**Directions:** Show every line of the data below that contains the string "plate". Matching is case-sensitive.
########################################
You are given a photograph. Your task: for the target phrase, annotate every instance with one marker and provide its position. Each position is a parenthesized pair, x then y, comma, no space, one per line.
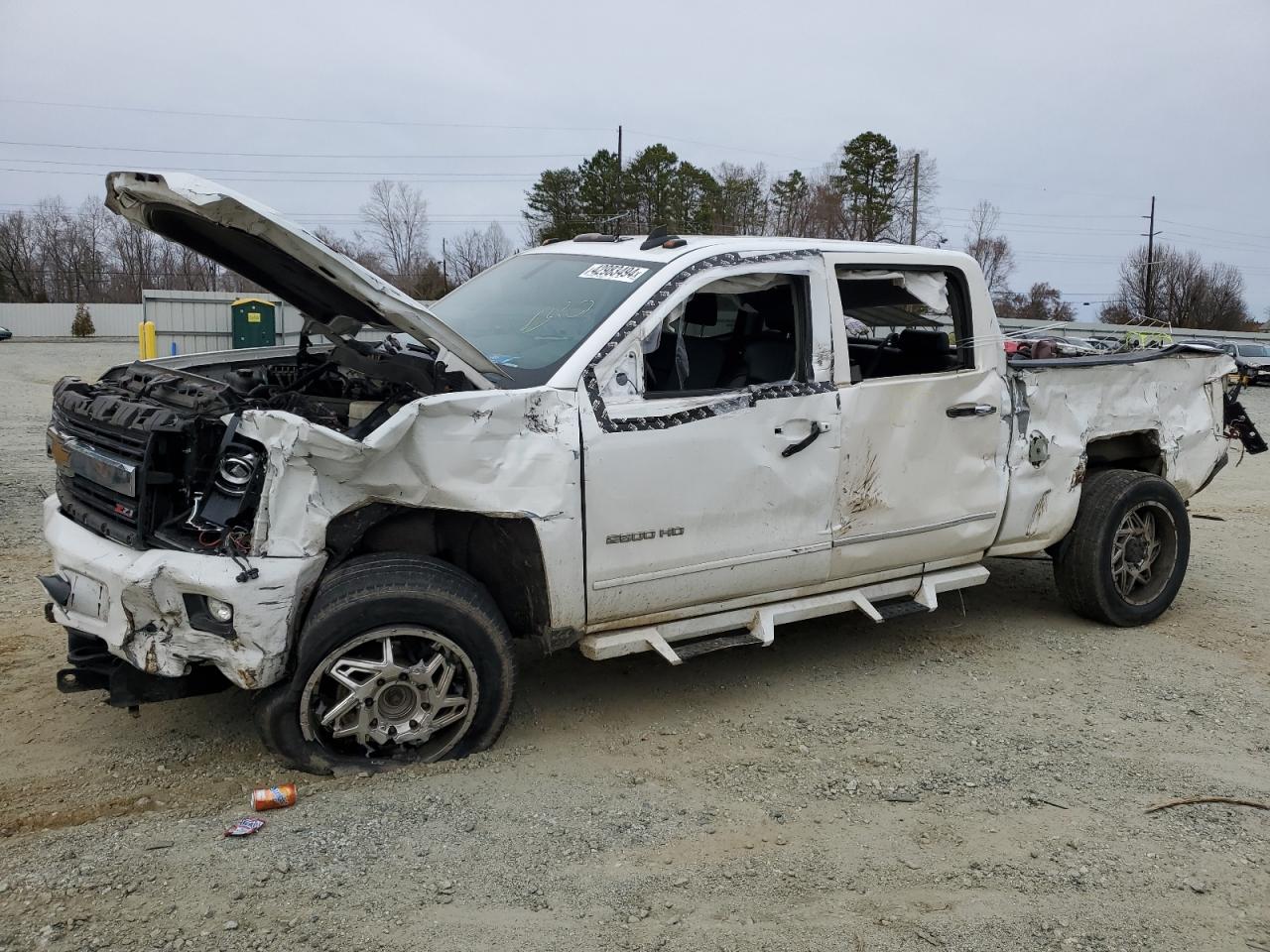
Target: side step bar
(757,625)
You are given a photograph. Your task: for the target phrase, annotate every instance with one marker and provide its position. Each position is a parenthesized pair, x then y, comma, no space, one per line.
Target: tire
(1101,572)
(376,630)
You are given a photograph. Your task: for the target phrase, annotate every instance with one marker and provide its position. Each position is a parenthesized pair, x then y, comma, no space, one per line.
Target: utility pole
(617,222)
(912,230)
(1151,255)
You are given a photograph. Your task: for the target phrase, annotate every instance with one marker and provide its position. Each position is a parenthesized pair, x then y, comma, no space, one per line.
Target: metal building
(195,321)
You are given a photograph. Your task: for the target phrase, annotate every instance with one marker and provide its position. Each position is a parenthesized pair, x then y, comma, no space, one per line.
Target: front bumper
(134,601)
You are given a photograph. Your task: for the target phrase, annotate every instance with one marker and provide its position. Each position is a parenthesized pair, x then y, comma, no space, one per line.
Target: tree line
(1179,289)
(862,193)
(54,253)
(865,191)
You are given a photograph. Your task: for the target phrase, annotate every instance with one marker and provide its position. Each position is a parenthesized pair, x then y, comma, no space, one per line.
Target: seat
(925,350)
(703,356)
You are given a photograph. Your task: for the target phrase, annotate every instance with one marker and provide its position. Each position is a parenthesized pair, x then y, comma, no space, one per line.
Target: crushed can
(273,797)
(245,826)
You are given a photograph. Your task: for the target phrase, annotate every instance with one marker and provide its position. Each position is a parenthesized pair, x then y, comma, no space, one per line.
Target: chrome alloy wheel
(1143,552)
(389,690)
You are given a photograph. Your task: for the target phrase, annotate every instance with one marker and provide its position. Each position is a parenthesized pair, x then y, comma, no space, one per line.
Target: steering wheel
(890,341)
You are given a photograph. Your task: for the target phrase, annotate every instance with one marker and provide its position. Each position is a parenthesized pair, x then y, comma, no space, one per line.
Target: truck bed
(1161,411)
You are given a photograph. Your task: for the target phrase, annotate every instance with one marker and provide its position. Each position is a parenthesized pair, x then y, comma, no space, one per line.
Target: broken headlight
(235,485)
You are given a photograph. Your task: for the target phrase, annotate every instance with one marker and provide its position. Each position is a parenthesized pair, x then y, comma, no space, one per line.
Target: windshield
(531,311)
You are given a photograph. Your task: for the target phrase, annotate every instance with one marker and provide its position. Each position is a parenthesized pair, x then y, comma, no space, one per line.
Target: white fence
(199,320)
(55,320)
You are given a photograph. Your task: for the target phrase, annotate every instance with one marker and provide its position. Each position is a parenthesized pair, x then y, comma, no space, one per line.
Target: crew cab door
(710,438)
(924,435)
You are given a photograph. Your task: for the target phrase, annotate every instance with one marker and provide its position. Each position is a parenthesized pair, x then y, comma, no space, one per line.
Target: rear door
(710,462)
(924,436)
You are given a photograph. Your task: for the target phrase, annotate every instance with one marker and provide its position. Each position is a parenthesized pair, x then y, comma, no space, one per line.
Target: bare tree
(740,207)
(1183,293)
(398,218)
(19,257)
(354,248)
(989,249)
(1043,302)
(475,250)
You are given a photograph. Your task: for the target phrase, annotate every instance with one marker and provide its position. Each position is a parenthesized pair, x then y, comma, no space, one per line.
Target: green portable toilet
(253,322)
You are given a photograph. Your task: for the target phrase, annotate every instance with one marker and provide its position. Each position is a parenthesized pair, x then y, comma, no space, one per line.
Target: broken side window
(737,331)
(903,321)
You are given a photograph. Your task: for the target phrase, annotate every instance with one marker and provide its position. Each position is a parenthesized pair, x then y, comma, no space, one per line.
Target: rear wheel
(402,658)
(1127,553)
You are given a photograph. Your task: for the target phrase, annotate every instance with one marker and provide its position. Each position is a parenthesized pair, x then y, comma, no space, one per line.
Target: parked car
(651,443)
(1251,359)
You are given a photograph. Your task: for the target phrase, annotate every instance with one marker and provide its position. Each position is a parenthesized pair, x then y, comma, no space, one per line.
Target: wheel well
(500,552)
(1125,451)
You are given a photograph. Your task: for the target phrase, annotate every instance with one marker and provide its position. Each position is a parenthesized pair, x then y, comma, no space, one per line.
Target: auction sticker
(627,273)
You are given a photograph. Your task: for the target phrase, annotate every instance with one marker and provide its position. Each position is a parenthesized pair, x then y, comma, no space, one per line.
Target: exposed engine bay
(145,454)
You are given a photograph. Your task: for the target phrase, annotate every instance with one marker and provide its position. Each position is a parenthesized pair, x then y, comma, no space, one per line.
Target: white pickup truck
(636,443)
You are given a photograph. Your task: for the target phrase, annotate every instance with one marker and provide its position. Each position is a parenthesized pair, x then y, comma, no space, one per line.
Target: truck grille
(99,508)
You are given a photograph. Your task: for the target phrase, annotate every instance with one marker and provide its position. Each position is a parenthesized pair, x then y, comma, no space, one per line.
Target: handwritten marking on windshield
(568,311)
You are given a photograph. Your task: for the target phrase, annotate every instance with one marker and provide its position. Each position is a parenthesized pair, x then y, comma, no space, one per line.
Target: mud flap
(1238,425)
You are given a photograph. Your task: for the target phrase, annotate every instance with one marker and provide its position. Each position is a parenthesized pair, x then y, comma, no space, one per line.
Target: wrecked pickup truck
(651,443)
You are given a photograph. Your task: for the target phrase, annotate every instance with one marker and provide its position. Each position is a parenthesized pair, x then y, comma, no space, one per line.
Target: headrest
(775,307)
(928,341)
(702,309)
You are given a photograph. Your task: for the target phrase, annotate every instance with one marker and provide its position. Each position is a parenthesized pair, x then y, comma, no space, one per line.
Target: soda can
(273,797)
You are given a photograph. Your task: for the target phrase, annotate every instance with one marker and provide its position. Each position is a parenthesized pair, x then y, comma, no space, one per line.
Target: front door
(710,440)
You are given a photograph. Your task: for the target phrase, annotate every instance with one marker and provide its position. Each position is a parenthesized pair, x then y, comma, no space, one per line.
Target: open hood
(259,244)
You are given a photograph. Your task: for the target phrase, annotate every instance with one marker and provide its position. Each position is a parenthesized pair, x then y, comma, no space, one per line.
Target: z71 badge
(643,536)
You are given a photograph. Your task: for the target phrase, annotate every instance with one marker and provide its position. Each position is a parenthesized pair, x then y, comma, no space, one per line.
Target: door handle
(817,429)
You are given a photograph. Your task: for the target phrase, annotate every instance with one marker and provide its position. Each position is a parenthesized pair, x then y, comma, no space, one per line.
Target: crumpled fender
(495,452)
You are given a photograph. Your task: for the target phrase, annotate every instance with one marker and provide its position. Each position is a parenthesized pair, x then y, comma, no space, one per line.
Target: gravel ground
(969,779)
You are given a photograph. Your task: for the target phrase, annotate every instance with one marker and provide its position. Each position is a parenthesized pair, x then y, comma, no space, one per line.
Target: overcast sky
(1067,116)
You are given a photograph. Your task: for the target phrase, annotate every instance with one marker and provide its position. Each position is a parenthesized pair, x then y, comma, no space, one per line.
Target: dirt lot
(969,779)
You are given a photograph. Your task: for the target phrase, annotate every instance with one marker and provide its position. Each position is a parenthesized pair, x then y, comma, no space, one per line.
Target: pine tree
(82,324)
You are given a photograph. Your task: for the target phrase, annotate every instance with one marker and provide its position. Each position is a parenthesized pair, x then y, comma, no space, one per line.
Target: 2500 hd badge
(643,536)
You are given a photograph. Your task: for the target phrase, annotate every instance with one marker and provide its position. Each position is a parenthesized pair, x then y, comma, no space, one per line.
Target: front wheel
(1125,556)
(402,658)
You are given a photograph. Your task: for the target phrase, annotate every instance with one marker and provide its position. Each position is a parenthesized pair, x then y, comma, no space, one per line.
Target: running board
(757,625)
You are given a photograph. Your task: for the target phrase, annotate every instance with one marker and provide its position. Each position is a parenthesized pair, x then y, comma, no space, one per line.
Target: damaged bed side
(1161,413)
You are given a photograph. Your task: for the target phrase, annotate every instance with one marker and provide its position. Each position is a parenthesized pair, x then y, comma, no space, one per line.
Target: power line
(413,177)
(431,176)
(291,155)
(303,118)
(503,176)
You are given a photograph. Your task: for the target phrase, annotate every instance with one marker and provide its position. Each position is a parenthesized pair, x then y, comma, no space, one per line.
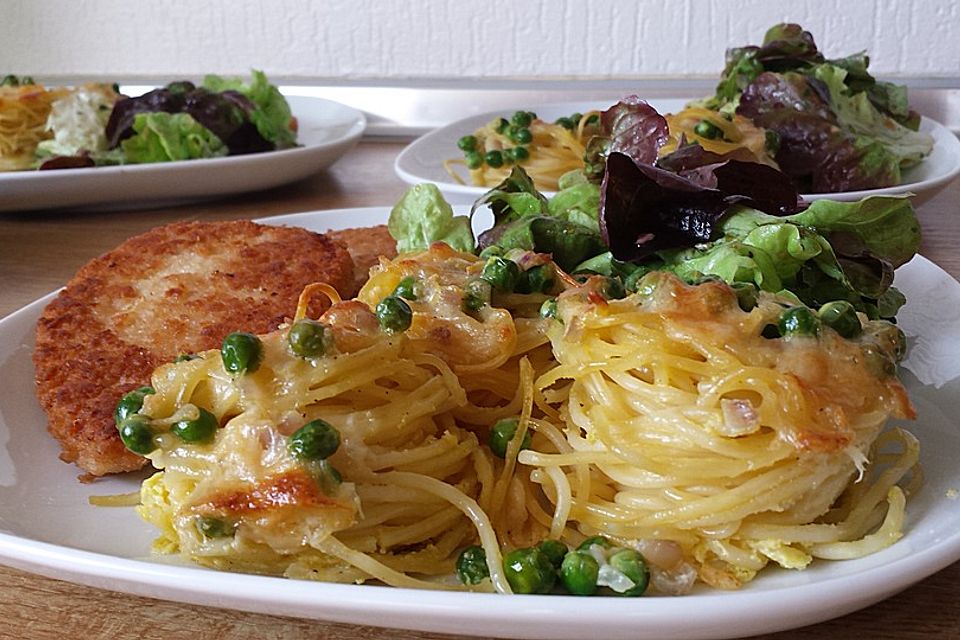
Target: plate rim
(445,611)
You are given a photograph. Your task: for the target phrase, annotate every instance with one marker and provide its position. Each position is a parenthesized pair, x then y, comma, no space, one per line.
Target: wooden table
(40,251)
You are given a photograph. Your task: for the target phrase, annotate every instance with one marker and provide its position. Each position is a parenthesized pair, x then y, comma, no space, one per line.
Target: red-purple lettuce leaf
(226,114)
(631,127)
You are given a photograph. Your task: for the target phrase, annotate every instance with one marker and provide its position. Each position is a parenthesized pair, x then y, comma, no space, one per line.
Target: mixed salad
(94,124)
(692,212)
(837,127)
(827,124)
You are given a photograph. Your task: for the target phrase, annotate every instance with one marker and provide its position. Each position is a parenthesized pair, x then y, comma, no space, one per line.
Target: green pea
(241,352)
(215,527)
(549,308)
(538,279)
(522,136)
(502,274)
(502,433)
(137,434)
(746,295)
(131,403)
(200,429)
(878,362)
(522,118)
(472,565)
(473,159)
(529,571)
(406,288)
(708,130)
(798,321)
(554,550)
(631,564)
(316,440)
(477,293)
(520,153)
(394,314)
(579,572)
(841,317)
(308,338)
(494,159)
(594,540)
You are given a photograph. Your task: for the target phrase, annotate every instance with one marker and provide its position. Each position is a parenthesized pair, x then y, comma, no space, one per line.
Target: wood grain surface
(40,251)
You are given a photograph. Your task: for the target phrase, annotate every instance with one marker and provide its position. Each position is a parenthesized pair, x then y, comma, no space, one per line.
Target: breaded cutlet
(366,245)
(176,289)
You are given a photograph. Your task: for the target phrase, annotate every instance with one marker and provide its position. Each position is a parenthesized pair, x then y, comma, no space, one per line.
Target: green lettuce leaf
(831,251)
(271,116)
(422,217)
(887,226)
(161,137)
(566,226)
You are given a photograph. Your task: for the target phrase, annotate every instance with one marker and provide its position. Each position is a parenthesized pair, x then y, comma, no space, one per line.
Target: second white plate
(422,160)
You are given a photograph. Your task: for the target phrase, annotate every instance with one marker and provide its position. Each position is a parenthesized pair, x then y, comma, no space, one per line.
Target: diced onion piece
(740,418)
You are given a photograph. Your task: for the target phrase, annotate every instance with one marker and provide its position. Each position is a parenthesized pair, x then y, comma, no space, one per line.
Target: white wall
(416,39)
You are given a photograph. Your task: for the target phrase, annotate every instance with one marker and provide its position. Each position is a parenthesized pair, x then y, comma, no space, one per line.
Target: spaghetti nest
(664,421)
(23,122)
(686,425)
(551,150)
(410,484)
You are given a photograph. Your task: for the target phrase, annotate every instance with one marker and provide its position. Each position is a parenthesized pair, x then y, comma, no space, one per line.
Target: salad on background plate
(828,124)
(95,125)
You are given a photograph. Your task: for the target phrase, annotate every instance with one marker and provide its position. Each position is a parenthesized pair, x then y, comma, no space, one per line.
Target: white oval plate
(48,527)
(422,160)
(327,130)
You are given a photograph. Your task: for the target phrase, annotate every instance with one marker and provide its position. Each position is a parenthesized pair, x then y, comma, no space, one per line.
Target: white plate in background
(422,160)
(47,525)
(327,130)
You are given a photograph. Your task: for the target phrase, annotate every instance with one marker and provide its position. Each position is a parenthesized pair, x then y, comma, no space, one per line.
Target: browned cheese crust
(176,289)
(365,245)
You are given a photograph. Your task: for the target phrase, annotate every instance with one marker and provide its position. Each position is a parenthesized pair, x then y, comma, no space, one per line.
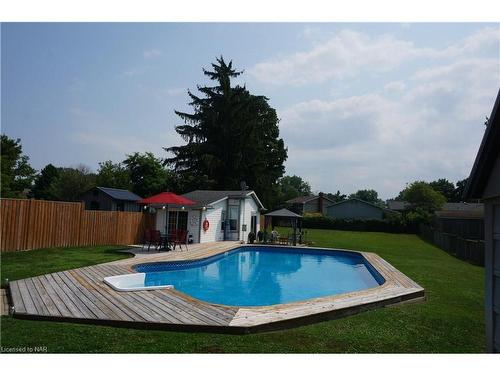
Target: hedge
(322,222)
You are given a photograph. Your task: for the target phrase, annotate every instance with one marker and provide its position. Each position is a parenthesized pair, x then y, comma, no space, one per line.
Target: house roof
(462,206)
(307,198)
(362,201)
(119,194)
(486,156)
(207,197)
(282,213)
(397,205)
(476,214)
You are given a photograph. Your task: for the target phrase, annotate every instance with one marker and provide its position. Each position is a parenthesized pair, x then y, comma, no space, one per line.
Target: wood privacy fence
(471,250)
(31,224)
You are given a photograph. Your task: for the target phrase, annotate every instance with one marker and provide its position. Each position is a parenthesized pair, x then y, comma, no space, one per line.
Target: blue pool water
(259,276)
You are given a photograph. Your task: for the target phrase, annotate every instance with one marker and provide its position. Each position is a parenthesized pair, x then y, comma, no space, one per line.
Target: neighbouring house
(111,199)
(465,220)
(356,209)
(310,204)
(230,215)
(395,205)
(484,184)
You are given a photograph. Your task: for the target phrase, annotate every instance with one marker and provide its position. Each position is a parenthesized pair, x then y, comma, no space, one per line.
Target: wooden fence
(27,224)
(471,250)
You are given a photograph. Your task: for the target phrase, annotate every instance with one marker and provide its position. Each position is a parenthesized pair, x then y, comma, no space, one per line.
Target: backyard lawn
(451,320)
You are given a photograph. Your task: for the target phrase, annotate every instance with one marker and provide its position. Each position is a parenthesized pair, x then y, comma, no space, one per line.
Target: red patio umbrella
(167,198)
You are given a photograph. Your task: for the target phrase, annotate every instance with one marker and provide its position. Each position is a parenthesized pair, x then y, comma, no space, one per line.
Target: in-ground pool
(260,276)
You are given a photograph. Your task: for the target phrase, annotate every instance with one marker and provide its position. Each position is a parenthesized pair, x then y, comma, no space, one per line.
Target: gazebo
(284,214)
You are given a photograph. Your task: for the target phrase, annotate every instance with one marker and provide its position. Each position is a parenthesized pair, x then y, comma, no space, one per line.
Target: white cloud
(174,91)
(348,53)
(395,86)
(107,139)
(381,141)
(152,53)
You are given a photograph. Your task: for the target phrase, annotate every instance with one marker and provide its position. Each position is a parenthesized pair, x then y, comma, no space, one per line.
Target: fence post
(80,221)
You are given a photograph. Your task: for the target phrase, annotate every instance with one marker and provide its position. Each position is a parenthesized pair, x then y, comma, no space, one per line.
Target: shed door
(234,215)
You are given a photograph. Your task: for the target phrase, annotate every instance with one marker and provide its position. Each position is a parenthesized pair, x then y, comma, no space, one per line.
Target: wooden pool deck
(80,295)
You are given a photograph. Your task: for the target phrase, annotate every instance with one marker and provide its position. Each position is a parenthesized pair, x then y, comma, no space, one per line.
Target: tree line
(230,136)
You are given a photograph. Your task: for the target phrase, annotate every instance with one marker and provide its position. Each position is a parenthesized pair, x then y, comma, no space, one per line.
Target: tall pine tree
(232,136)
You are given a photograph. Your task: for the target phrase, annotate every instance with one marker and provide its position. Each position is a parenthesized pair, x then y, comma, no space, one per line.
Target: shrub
(391,224)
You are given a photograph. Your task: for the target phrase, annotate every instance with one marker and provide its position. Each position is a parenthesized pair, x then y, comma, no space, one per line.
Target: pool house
(217,215)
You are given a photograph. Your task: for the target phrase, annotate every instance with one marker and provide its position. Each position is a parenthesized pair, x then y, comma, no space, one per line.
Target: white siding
(248,207)
(194,224)
(160,220)
(213,215)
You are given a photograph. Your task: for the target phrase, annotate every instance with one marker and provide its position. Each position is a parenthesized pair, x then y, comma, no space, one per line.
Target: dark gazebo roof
(282,213)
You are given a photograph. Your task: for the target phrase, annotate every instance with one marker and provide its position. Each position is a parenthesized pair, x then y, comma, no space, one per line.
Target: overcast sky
(361,105)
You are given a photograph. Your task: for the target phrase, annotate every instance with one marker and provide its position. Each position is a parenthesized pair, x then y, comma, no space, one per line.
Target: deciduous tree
(17,174)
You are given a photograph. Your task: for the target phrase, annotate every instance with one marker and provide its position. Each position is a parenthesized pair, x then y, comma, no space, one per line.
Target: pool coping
(397,288)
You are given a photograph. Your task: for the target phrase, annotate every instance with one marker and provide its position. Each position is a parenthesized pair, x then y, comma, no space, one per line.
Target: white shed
########################################
**Finished answer:**
Target: plate rim
Target: second white plate
Target: salad on background plate
Target: white oval plate
Target: white plate in background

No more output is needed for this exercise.